Referring expression data:
■ ■ ■ ■

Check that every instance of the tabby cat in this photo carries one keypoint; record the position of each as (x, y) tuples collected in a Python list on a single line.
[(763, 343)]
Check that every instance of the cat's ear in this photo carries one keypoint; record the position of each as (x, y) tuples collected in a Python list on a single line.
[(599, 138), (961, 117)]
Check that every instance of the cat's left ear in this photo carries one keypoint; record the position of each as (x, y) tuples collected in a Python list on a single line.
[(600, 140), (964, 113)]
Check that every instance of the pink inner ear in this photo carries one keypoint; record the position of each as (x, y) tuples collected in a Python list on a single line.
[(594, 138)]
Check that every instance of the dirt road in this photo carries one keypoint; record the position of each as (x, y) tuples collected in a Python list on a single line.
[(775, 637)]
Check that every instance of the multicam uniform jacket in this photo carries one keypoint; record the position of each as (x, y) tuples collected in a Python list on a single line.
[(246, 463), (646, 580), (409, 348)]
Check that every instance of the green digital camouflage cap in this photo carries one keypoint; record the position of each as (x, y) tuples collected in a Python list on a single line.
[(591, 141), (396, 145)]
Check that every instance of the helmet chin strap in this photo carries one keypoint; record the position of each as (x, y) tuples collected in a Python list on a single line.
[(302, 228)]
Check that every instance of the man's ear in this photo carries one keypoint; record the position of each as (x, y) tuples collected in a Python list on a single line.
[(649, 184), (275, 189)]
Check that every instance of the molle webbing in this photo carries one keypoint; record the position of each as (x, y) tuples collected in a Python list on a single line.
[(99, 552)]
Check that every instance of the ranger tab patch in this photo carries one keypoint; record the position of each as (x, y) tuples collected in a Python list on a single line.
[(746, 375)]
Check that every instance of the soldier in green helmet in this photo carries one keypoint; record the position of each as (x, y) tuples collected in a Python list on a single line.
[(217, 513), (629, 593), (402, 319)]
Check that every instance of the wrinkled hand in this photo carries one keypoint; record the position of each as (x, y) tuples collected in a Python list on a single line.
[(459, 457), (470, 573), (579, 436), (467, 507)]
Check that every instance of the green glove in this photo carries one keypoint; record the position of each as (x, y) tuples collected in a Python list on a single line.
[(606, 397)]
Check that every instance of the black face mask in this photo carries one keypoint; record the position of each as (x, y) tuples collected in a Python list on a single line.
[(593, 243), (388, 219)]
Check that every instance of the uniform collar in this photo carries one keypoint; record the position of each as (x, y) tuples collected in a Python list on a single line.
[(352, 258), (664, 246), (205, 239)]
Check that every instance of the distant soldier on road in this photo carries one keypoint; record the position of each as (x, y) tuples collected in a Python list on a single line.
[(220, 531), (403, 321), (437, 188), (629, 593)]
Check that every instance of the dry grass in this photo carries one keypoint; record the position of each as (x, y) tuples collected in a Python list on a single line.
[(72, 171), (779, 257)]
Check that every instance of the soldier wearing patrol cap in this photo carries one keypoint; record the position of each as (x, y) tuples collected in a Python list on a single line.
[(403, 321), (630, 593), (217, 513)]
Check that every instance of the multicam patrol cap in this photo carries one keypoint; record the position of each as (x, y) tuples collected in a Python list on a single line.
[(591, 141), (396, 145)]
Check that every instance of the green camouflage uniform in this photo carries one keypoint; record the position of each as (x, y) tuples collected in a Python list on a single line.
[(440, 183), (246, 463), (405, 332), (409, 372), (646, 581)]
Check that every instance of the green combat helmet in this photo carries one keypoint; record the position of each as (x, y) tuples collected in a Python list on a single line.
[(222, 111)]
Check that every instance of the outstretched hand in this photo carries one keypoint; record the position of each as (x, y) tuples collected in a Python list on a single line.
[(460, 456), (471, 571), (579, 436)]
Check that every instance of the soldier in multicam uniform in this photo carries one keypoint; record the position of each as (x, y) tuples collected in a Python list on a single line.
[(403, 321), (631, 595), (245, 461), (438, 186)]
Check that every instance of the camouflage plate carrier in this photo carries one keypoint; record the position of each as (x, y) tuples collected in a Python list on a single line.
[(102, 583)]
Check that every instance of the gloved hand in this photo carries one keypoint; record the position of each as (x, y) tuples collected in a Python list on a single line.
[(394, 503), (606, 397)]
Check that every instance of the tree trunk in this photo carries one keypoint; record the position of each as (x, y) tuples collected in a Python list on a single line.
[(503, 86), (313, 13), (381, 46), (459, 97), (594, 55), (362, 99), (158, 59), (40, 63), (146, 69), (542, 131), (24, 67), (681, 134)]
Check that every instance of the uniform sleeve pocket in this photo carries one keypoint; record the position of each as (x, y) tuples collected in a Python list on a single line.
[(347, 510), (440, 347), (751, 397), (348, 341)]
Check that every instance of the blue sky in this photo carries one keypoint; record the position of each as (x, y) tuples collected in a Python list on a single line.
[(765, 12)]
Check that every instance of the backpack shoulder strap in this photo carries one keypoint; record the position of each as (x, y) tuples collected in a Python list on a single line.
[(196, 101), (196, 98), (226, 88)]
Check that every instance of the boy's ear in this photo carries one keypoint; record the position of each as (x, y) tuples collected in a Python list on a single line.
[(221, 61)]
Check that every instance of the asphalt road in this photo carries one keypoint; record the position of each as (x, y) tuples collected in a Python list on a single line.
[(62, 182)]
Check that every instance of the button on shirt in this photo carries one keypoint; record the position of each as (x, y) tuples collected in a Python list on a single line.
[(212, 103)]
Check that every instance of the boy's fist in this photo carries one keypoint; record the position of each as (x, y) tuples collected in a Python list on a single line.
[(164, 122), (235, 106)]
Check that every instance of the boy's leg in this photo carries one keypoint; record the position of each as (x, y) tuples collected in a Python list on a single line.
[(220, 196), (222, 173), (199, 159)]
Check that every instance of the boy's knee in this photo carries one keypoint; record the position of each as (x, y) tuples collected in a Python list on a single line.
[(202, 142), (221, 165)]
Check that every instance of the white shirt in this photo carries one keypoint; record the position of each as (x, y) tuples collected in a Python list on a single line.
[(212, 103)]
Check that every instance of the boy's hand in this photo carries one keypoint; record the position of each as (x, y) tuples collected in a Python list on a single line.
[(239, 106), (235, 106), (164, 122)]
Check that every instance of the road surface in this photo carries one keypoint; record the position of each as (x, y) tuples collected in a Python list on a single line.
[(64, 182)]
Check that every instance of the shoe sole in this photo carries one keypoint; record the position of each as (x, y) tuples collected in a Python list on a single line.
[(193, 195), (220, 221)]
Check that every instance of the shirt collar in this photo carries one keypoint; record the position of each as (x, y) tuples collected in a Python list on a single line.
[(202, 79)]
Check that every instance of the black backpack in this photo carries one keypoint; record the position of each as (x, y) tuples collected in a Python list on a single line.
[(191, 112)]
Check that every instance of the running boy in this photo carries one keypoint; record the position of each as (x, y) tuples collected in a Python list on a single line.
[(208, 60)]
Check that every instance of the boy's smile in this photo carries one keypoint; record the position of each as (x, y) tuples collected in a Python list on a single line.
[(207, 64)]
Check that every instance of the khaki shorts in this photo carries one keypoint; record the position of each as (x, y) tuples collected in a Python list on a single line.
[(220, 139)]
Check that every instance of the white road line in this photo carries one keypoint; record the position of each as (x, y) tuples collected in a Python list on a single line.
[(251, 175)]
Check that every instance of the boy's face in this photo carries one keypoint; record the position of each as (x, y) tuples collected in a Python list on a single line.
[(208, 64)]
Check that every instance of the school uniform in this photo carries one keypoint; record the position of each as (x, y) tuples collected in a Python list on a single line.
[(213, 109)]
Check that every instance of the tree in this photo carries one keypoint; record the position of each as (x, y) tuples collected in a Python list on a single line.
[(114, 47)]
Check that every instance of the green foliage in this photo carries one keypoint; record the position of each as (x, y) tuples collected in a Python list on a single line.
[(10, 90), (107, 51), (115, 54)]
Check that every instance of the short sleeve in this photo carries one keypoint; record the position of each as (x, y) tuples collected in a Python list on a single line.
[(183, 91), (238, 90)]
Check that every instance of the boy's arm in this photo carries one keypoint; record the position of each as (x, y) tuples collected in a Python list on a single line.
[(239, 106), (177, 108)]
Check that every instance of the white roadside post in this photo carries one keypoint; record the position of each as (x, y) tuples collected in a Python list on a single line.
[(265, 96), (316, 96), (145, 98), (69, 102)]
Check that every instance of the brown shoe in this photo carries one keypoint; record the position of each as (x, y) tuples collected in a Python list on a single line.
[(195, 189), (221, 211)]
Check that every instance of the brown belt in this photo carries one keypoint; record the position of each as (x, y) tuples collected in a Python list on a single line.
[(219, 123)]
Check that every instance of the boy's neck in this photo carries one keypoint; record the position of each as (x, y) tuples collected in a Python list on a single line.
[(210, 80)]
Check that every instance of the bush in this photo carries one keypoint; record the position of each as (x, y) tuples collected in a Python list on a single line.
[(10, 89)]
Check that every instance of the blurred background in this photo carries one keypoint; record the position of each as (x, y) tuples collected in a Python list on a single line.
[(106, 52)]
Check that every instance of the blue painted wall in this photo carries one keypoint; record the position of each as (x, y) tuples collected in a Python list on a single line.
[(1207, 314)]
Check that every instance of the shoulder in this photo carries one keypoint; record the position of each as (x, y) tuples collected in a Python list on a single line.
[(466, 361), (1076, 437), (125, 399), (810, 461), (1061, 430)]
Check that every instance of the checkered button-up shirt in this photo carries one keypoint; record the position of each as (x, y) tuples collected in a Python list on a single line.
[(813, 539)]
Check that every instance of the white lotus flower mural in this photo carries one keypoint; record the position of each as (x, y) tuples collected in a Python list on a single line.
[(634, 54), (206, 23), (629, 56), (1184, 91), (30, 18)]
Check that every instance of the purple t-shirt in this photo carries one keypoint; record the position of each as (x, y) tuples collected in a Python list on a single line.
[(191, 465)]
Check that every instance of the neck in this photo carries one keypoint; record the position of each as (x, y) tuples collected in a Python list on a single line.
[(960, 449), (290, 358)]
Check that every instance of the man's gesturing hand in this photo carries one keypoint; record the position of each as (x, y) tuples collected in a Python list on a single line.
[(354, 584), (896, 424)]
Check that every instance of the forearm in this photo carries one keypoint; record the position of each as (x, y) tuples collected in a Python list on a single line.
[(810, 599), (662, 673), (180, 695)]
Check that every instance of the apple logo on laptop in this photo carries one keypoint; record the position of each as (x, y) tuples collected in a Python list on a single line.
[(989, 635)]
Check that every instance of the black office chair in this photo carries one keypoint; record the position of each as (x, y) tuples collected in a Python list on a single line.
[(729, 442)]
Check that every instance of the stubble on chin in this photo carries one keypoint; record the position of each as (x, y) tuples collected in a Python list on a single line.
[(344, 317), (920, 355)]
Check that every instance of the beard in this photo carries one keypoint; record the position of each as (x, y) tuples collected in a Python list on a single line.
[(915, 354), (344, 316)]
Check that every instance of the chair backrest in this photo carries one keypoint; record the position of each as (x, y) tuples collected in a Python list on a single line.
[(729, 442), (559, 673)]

■ ■ ■ ■

§ Exercise instructions: Write out, please, only the lines from the one with "Check that every instance of the stubble" through the last line above, both included and unchanged.

§ Answer for this exercise:
Check that every instance of the stubble on chin in this photo carries one keypoint; record the position of each as (x, y) tuples collected in a Python list on a single line.
[(344, 317), (920, 355)]
Check that every instance of the beard in this photo carries one keypoint; record the position of each as (x, y) tuples collected in a Python list on a single line.
[(915, 354), (344, 316)]
Check that every instance of the chair backrest in this photo carries one keypoint; record the position of each as (x, y) tuples collected in a Python list on a single line.
[(729, 442), (559, 673)]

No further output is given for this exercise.